Challenge :: Reproduce each of the items below word for word, with the pictures left out.

Given information ::
- - - - -

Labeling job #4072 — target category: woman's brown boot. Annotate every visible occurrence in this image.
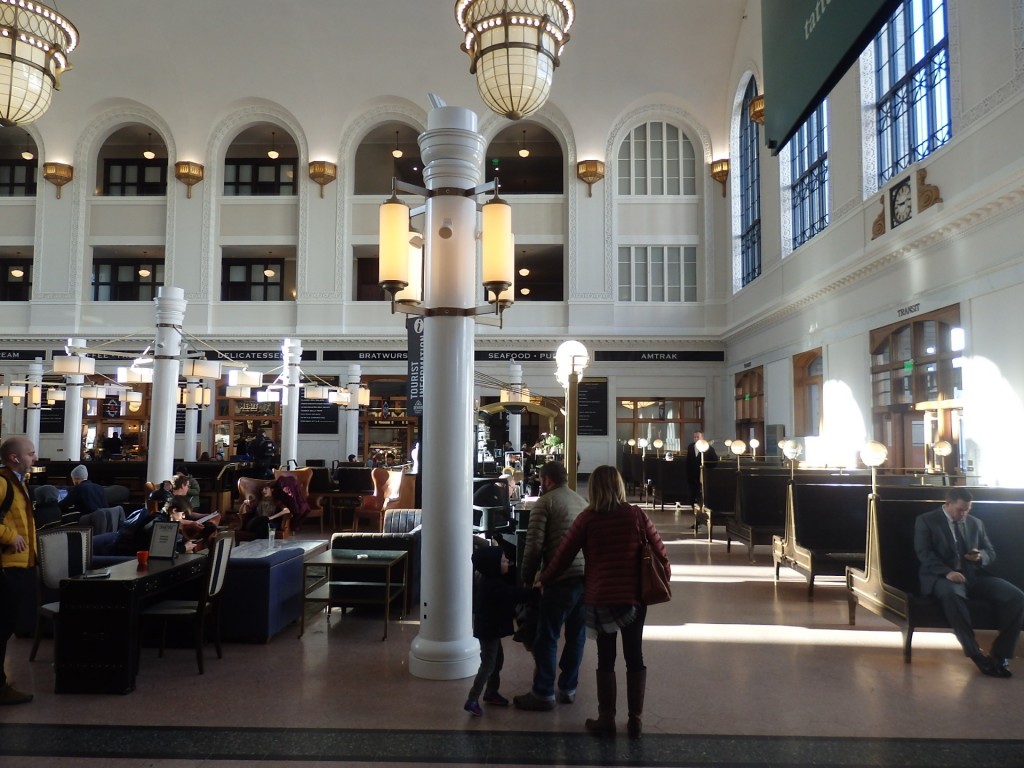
[584,670,617,736]
[626,667,647,738]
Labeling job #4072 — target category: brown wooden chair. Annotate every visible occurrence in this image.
[273,467,324,536]
[352,467,391,530]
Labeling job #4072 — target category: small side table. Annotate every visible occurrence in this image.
[299,549,409,640]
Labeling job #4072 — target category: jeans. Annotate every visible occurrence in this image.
[534,577,587,700]
[468,637,505,701]
[597,604,647,672]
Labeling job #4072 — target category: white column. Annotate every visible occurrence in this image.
[409,100,484,680]
[181,379,203,462]
[25,357,46,451]
[281,339,302,467]
[343,364,362,460]
[147,286,187,482]
[508,360,522,451]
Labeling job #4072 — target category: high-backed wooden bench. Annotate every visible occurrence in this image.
[772,482,871,600]
[725,470,790,560]
[846,488,1024,664]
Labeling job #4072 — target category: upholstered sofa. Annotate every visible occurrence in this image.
[331,509,422,607]
[220,541,327,643]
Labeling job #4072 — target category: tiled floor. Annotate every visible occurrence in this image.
[0,509,1024,768]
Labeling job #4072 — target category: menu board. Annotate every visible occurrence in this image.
[299,388,338,435]
[577,379,608,436]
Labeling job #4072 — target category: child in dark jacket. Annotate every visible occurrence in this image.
[463,547,538,717]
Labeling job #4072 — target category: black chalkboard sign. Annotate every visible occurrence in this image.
[299,387,338,434]
[577,379,608,436]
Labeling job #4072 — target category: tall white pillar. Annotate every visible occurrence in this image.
[281,339,302,467]
[345,364,362,459]
[147,286,187,482]
[181,379,203,462]
[25,357,45,451]
[409,99,485,680]
[508,360,522,451]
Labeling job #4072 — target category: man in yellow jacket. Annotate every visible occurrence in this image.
[0,437,36,705]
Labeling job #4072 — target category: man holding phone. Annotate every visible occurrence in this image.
[913,487,1024,678]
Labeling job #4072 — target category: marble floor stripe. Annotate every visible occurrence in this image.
[0,725,1024,768]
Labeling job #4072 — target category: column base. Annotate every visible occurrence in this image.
[409,636,480,680]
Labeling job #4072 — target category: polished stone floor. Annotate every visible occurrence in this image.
[0,507,1024,768]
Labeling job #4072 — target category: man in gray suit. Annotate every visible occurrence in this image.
[913,487,1024,677]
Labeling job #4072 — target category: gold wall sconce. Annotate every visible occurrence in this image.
[309,160,338,198]
[174,160,205,200]
[746,93,765,125]
[577,160,604,198]
[711,160,729,198]
[43,163,75,200]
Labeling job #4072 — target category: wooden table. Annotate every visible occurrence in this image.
[299,549,409,640]
[53,553,206,693]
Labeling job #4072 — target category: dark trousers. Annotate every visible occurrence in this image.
[597,605,647,672]
[932,575,1024,658]
[0,568,18,687]
[467,637,505,701]
[534,577,587,699]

- - - - -

Reply to the task ::
Labeling job #4072 — target category: woman's brown boot. Annotate every visible occurrence in this image.
[584,670,617,736]
[626,667,647,738]
Labeling job #4072 — target category: brown wooden chair. Annotate every visible occurrence in this image.
[273,467,324,536]
[352,467,391,530]
Labeling job #4072 — target category: small side table. Annotate every visible occurrence in this image.
[299,549,409,640]
Labeling job #4072 — target category: jeans. Annotate every visible occurrence in this image.
[534,577,587,700]
[468,637,505,701]
[597,604,647,672]
Labeling job #4072 — target category: white column. Annotate every visible occurrence in this image.
[409,100,484,680]
[181,379,203,462]
[25,357,46,451]
[281,339,302,467]
[343,364,362,460]
[147,286,187,482]
[508,360,522,451]
Labeling job #4072 — target category: high-backed wooden bench. Annotate every visible occurrence in this image.
[772,482,871,600]
[725,470,790,560]
[846,488,1024,664]
Labeling job #4072 — target category: upholstered sofa. Annotate every visible occurrence in this image.
[331,509,422,607]
[220,541,327,643]
Labeling job #4072 — target category: tiled floor. Annotate every visible occurrence in this image.
[0,509,1024,768]
Labeling job #4072 — target category: menu board. Annotate every visible occurrence in this image.
[299,388,338,435]
[577,379,608,436]
Labeling job #4072 — target category: child in dark jacket. Annotate every visible occurrence in this image.
[463,547,538,717]
Labeling job #4072 — target category: black chalkboard sign. Annotate every visible occurrence in this image.
[299,387,338,434]
[577,379,608,436]
Labeling job #4072 — target category: tall white pillar. Annotate every visible occurrence in this image.
[281,339,302,467]
[345,364,362,459]
[147,286,187,482]
[181,379,203,462]
[25,357,45,451]
[409,99,485,680]
[508,360,522,451]
Labeling job #4072 — target category: man in yellow jacket. Annotate every visible occurrence in this image.
[0,437,36,705]
Labeling job #4072 — target category: man holding phone. Annotate every visible occurrence in this image.
[913,487,1024,678]
Labeling job #4072 — target category: marble floor stripe. Annotate every visible occurrence in this image.
[0,725,1024,768]
Labeling job #4072 — target category: column base. Annotate every visible occurrence in this image.
[409,636,480,680]
Labeling job #4072 — target category: polished stone floor. Annotate every visible occurrence in this image.
[0,507,1024,768]
Labeling job #4072 — target category: man in gray suit. Annotate every visible occurrence in this image.
[913,487,1024,677]
Labeling job #4072 — target category: gold wall sconce. Annotate every visible occurrence in this image.
[309,160,338,198]
[174,160,205,200]
[746,93,765,125]
[577,160,604,198]
[711,160,729,198]
[43,163,75,200]
Labeling job #4072 — target category: wooden table. Annotate every visible occurrence in this image.
[299,549,409,640]
[53,553,206,693]
Labeling job #4072 — target category: dark trousers. Annotate every visible occurrence in this image.
[597,605,647,672]
[932,575,1024,658]
[0,568,18,687]
[467,637,505,701]
[534,577,587,699]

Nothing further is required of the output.